[Extracted entries Boundary: Start]
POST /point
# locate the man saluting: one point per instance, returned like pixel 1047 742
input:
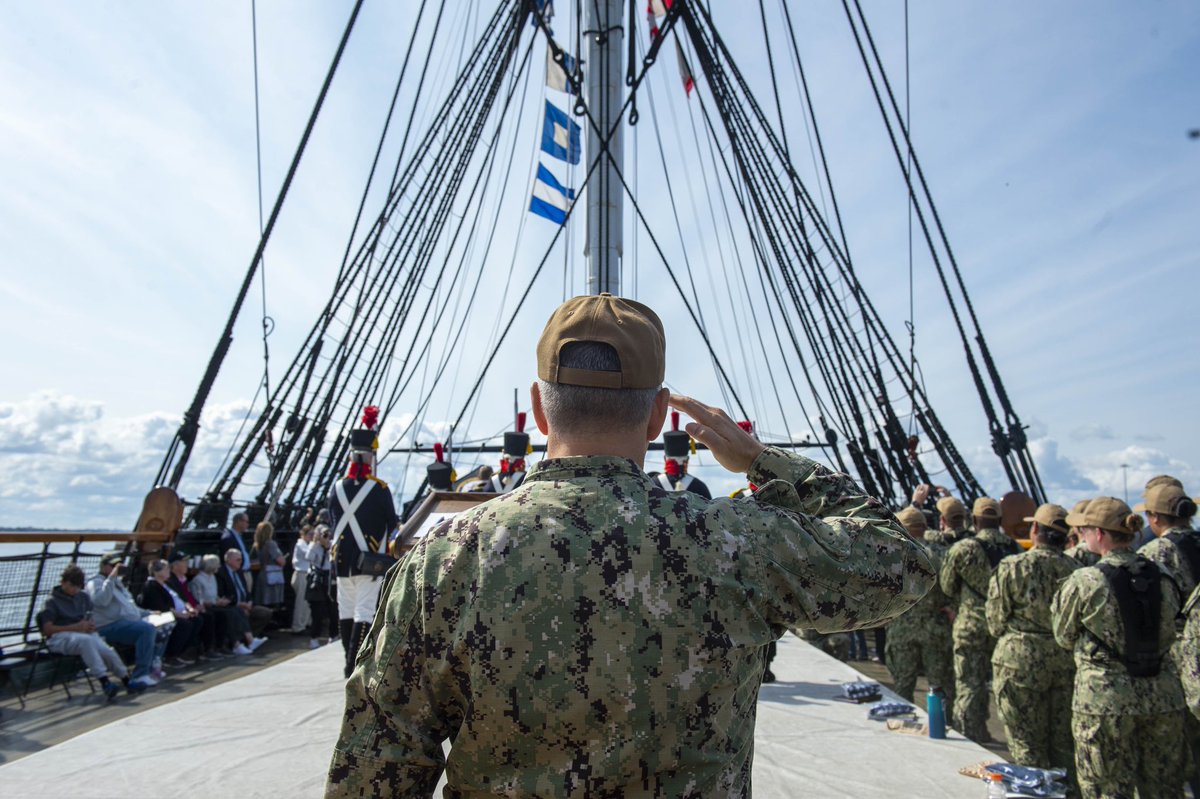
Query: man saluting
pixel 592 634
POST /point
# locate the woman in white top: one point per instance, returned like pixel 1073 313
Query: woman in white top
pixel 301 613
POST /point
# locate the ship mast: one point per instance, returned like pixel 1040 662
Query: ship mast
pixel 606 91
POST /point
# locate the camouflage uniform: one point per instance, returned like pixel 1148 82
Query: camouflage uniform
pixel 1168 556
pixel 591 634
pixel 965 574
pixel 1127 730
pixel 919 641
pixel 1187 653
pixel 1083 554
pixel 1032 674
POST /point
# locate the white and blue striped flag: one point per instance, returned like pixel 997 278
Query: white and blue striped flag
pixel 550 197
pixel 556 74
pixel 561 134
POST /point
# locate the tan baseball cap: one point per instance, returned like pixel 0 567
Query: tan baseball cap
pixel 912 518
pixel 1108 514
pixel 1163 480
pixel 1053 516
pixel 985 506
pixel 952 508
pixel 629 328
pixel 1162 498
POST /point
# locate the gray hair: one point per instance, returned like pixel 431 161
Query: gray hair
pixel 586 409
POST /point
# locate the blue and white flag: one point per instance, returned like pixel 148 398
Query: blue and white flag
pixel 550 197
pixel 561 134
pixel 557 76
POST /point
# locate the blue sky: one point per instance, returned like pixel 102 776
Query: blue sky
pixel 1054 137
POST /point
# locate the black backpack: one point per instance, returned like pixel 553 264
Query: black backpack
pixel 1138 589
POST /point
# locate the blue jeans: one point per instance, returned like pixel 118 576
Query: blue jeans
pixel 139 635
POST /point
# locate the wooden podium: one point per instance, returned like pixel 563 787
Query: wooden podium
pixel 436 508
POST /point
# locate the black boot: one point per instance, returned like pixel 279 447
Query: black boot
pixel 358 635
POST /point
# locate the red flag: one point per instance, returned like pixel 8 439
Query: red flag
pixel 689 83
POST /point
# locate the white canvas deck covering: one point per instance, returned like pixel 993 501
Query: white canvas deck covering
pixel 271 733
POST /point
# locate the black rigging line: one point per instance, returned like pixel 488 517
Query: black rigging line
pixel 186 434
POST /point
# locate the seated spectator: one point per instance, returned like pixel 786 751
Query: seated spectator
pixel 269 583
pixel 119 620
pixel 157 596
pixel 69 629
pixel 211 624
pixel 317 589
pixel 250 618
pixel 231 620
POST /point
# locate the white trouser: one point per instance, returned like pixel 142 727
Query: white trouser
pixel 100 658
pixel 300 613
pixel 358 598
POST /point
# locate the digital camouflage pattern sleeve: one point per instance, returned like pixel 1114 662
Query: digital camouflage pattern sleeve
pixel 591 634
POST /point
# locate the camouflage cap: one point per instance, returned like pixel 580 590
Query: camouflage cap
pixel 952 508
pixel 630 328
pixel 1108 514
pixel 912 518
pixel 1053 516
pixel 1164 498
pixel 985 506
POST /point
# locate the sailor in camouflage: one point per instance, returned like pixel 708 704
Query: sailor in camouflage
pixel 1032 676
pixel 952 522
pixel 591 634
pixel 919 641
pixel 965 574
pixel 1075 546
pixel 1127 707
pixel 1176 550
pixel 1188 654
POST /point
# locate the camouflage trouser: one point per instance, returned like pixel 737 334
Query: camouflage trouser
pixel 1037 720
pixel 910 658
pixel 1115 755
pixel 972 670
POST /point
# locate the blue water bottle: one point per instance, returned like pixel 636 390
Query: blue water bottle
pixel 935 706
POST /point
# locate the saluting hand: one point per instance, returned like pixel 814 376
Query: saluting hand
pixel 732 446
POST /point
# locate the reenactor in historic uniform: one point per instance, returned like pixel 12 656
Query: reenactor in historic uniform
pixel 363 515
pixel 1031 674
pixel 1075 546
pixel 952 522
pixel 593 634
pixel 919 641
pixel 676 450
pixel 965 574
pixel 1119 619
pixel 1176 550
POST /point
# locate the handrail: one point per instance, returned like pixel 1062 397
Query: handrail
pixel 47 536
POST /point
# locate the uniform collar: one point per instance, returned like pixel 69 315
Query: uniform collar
[Extracted entries Boundary: End]
[Work to be completed] Scan the records above for the word "collar". Copy each line that has it.

[Reply]
# locate the uniform collar: one point per instance, returned like pixel 69 315
Query: uniform collar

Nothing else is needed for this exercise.